═════ EXERCISE INPUT ═════
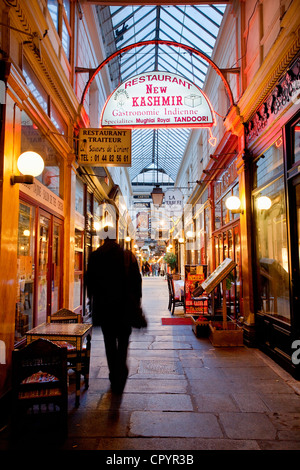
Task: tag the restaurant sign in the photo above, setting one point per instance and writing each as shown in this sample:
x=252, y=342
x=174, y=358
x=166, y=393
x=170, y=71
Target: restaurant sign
x=157, y=99
x=104, y=147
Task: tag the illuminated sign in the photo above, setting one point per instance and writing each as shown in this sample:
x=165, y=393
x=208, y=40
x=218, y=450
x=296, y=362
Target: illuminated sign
x=157, y=99
x=104, y=147
x=173, y=200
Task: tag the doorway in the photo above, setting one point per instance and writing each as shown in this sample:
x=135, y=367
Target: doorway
x=49, y=266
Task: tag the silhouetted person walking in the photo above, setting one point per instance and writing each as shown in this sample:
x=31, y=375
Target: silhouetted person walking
x=109, y=279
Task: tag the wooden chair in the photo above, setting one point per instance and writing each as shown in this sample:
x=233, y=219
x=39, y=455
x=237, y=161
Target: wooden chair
x=39, y=386
x=67, y=316
x=174, y=300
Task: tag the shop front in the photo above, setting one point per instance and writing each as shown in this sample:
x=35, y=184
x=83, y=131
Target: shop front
x=275, y=145
x=226, y=236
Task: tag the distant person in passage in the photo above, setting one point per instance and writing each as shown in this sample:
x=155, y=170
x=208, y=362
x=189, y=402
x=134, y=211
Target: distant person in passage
x=109, y=278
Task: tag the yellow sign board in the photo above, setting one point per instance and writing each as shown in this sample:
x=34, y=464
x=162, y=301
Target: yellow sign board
x=104, y=147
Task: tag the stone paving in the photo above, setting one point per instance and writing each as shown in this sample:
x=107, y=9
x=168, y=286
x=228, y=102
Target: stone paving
x=184, y=394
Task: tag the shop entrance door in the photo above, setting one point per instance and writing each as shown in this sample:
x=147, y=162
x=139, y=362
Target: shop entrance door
x=227, y=245
x=49, y=266
x=295, y=257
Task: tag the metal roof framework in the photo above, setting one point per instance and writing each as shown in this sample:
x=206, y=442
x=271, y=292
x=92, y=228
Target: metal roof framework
x=157, y=154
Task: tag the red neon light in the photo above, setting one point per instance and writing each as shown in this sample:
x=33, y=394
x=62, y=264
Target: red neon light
x=156, y=42
x=180, y=121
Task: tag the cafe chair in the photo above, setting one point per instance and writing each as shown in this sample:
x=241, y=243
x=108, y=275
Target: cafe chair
x=39, y=387
x=65, y=315
x=175, y=300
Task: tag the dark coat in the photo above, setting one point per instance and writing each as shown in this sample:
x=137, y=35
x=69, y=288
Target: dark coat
x=113, y=279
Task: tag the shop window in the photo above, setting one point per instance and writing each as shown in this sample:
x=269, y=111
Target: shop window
x=272, y=252
x=25, y=271
x=78, y=269
x=297, y=142
x=57, y=120
x=60, y=13
x=33, y=139
x=79, y=197
x=269, y=165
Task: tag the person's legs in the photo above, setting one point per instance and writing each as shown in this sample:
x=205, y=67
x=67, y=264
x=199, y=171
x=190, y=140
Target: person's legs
x=116, y=347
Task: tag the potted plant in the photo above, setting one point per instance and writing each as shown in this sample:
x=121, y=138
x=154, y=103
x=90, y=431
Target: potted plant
x=225, y=333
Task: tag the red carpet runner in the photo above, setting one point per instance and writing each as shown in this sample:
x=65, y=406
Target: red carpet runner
x=176, y=321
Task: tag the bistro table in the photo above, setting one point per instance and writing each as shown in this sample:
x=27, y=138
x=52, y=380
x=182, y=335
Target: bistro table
x=72, y=333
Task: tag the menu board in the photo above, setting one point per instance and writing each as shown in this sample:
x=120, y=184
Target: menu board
x=218, y=275
x=194, y=276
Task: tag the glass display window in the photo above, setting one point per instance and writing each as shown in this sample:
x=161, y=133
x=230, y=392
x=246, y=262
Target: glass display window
x=25, y=270
x=33, y=139
x=272, y=252
x=78, y=269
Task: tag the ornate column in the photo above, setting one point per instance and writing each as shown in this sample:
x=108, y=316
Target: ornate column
x=69, y=230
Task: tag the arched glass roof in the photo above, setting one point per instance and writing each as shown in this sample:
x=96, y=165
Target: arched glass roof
x=157, y=154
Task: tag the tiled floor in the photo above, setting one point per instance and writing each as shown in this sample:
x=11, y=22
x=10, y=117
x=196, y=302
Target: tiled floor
x=184, y=394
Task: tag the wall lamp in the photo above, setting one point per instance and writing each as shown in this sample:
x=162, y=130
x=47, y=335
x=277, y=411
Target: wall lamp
x=30, y=164
x=233, y=204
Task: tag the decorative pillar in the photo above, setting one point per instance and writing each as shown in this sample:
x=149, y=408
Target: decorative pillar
x=69, y=231
x=245, y=186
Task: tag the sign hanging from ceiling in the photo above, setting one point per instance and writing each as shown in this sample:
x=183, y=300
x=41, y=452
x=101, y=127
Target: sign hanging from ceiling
x=104, y=147
x=173, y=201
x=157, y=99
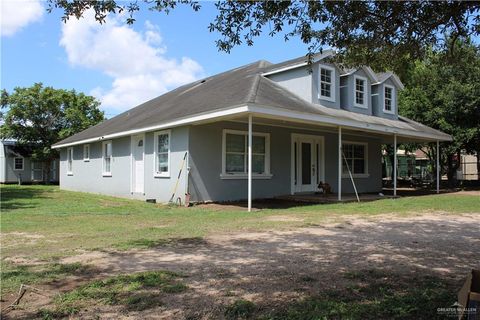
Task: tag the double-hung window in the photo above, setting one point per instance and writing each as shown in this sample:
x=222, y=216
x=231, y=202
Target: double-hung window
═════
* **WORK ITEM**: Only the lines from the start of the records through the line containing "x=208, y=362" should be repeated, word for word, with the pictures left out.

* **RESPONSE**:
Task: tag the restaurant sign in the photo above, setting one point per instance and writing each as shown in this sample:
x=252, y=342
x=174, y=358
x=166, y=393
x=170, y=71
Target: restaurant sign
x=157, y=99
x=104, y=147
Task: tag the illuminated sign in the photo above, setting one point per instance and writing each as shown in this sample:
x=165, y=393
x=208, y=40
x=218, y=450
x=296, y=362
Target: illuminated sign
x=157, y=99
x=104, y=147
x=173, y=200
Task: tag the doorway in the photo above, setting one point per instance and writing each as shown in this sample:
x=135, y=367
Target: doorway
x=49, y=266
Task: tag the silhouetted person walking in the photo above, setting one point per instance and writing each as shown in this sample:
x=31, y=375
Target: silhouetted person walking
x=109, y=279
Task: tag the wooden chair in the photo above, setting one point per instance and writing each as shown in this sample:
x=233, y=219
x=39, y=455
x=237, y=161
Target: wooden chair
x=39, y=386
x=67, y=316
x=174, y=300
Task: tag the shop front in the photo above, setting one point per instance and writing each as shown in this sample:
x=35, y=184
x=83, y=131
Target: shop front
x=275, y=145
x=226, y=236
Task: tag the distant person in passage in the photo above, setting one point per instance and writing each as shown in this sample:
x=155, y=170
x=208, y=362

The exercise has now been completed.